EXERCISE DESCRIPTION:
List each line of the data in which the string "below" appears.

--- SOURCE MATERIAL ---

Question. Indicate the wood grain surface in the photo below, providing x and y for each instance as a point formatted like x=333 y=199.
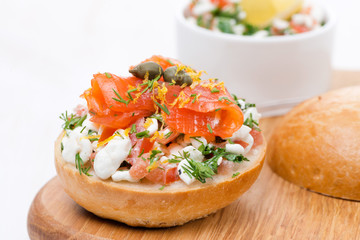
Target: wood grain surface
x=272 y=209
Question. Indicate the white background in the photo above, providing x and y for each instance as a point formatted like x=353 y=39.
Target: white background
x=48 y=53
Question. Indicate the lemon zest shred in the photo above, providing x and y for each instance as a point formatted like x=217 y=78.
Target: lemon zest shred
x=184 y=85
x=126 y=131
x=90 y=137
x=153 y=166
x=102 y=143
x=148 y=123
x=156 y=135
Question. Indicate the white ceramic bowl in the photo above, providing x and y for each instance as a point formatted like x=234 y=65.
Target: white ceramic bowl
x=275 y=72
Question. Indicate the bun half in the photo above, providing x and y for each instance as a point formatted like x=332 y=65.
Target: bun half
x=144 y=204
x=317 y=144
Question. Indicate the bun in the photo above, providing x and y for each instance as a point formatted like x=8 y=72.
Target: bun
x=316 y=145
x=144 y=204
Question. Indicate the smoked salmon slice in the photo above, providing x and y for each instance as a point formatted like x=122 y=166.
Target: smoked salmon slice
x=112 y=104
x=201 y=111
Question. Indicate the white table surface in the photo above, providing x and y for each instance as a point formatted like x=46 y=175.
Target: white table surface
x=48 y=53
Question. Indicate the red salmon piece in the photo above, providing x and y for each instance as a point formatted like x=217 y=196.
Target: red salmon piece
x=210 y=114
x=142 y=145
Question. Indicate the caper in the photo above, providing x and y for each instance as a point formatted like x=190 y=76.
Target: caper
x=180 y=77
x=152 y=68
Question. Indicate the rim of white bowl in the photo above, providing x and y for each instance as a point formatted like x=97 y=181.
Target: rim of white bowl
x=329 y=25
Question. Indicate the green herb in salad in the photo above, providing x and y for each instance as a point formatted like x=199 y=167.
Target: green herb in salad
x=71 y=121
x=79 y=164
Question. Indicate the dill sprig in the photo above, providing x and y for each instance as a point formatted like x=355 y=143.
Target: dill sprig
x=71 y=121
x=199 y=170
x=149 y=84
x=250 y=122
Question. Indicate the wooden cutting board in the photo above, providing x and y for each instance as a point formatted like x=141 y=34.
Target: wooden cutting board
x=272 y=209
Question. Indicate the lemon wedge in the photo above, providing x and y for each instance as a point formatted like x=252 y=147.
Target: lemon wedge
x=262 y=12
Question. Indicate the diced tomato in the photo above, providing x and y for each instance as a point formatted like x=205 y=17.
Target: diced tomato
x=163 y=176
x=106 y=133
x=258 y=138
x=168 y=139
x=171 y=175
x=242 y=143
x=299 y=28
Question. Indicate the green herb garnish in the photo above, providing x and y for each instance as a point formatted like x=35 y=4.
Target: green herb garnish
x=120 y=99
x=133 y=129
x=71 y=122
x=194 y=96
x=227 y=99
x=209 y=127
x=198 y=170
x=250 y=122
x=142 y=152
x=143 y=134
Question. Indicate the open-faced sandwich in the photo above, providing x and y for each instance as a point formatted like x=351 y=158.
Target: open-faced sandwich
x=158 y=148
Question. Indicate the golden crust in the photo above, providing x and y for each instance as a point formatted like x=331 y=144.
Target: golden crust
x=317 y=144
x=151 y=208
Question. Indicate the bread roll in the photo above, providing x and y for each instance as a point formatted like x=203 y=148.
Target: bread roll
x=317 y=144
x=144 y=204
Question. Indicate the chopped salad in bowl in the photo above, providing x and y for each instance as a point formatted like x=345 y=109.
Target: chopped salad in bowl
x=258 y=18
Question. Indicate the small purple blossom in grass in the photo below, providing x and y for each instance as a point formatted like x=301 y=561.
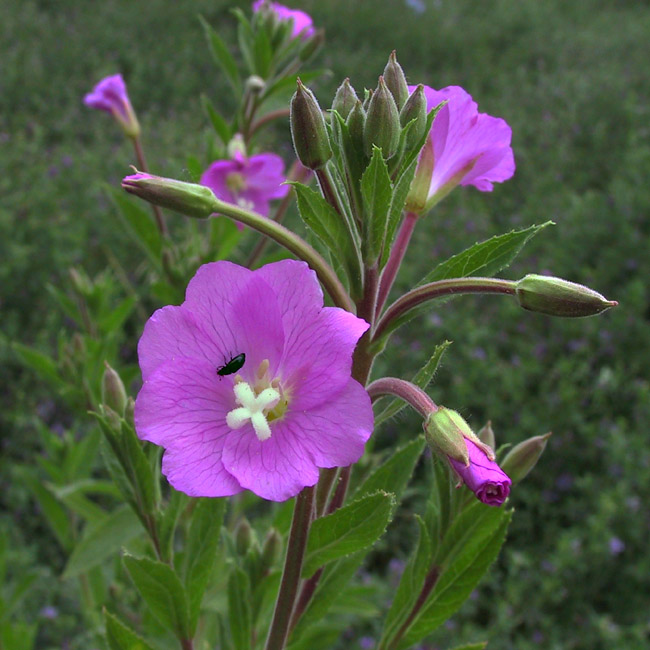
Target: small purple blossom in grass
x=483 y=476
x=110 y=95
x=291 y=409
x=468 y=147
x=303 y=25
x=251 y=183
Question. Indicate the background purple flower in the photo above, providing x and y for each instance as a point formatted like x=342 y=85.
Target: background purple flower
x=468 y=147
x=110 y=95
x=303 y=25
x=291 y=409
x=483 y=476
x=250 y=183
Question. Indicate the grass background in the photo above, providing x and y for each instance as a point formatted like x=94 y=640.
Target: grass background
x=570 y=78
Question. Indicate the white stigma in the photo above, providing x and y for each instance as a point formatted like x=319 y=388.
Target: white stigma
x=254 y=408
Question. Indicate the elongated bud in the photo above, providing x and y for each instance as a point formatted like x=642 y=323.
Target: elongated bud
x=415 y=108
x=345 y=99
x=382 y=127
x=486 y=436
x=308 y=129
x=187 y=198
x=113 y=391
x=271 y=550
x=557 y=297
x=396 y=81
x=243 y=537
x=521 y=459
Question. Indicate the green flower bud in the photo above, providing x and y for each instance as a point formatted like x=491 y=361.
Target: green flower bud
x=486 y=436
x=415 y=108
x=382 y=127
x=187 y=198
x=345 y=99
x=113 y=391
x=396 y=81
x=557 y=297
x=523 y=457
x=271 y=550
x=243 y=537
x=308 y=129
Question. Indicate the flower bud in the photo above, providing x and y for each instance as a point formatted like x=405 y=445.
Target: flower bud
x=187 y=198
x=382 y=127
x=415 y=108
x=557 y=297
x=396 y=81
x=523 y=457
x=486 y=436
x=345 y=99
x=308 y=129
x=113 y=391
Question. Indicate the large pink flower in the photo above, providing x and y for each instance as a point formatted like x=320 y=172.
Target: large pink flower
x=303 y=25
x=483 y=476
x=250 y=183
x=290 y=409
x=110 y=95
x=467 y=147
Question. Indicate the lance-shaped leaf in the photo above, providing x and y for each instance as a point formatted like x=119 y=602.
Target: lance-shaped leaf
x=162 y=591
x=122 y=637
x=348 y=530
x=377 y=192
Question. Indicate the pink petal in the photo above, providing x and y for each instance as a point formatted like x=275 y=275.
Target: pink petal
x=183 y=407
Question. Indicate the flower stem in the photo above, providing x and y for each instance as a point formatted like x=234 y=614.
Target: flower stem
x=293 y=243
x=296 y=173
x=406 y=391
x=292 y=568
x=391 y=318
x=142 y=164
x=395 y=259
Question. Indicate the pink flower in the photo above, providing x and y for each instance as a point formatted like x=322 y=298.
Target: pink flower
x=303 y=25
x=288 y=408
x=465 y=147
x=250 y=183
x=483 y=476
x=110 y=95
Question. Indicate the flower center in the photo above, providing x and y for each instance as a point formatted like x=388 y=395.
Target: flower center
x=236 y=182
x=261 y=403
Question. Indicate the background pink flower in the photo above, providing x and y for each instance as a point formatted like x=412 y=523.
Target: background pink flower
x=303 y=25
x=250 y=183
x=291 y=409
x=110 y=95
x=483 y=476
x=468 y=147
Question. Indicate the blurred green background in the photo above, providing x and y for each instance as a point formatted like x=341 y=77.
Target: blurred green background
x=570 y=78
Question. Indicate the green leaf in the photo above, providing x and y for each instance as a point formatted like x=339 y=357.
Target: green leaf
x=485 y=258
x=140 y=223
x=377 y=192
x=102 y=541
x=202 y=541
x=349 y=529
x=421 y=378
x=394 y=474
x=239 y=609
x=321 y=218
x=410 y=583
x=121 y=637
x=469 y=548
x=43 y=364
x=219 y=123
x=162 y=591
x=221 y=55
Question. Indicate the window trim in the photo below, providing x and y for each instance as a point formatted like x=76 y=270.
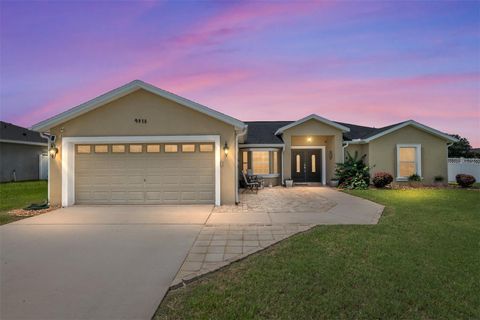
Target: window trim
x=418 y=159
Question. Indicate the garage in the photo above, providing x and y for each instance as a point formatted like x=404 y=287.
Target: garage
x=145 y=173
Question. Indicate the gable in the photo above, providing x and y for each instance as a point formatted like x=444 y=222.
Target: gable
x=312 y=117
x=126 y=90
x=142 y=113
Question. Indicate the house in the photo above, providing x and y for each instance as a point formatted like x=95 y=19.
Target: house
x=23 y=154
x=139 y=144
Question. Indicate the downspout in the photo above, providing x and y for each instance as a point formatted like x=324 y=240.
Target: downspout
x=343 y=151
x=47 y=136
x=283 y=156
x=241 y=134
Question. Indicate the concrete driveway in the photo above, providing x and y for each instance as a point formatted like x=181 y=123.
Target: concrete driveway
x=94 y=262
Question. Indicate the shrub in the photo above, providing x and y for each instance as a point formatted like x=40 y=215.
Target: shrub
x=382 y=179
x=353 y=173
x=465 y=180
x=414 y=177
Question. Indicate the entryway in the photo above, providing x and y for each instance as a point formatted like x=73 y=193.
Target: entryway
x=307 y=165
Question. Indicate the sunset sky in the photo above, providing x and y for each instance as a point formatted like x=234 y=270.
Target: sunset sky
x=368 y=63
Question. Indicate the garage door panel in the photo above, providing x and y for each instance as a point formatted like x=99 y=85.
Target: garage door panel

---

WRITTEN ANSWER:
Question. Indicate the wood grain surface in the photo below, providing x and y for each instance as a point formatted like x=333 y=199.
Question. Indicate the small purple blossom in grass in the photo below, providing x and y for each instance as a point formatted like x=301 y=561.
Question. Indicate the window trim in the photo below, providing x and y for each instance as a point formatted like x=76 y=270.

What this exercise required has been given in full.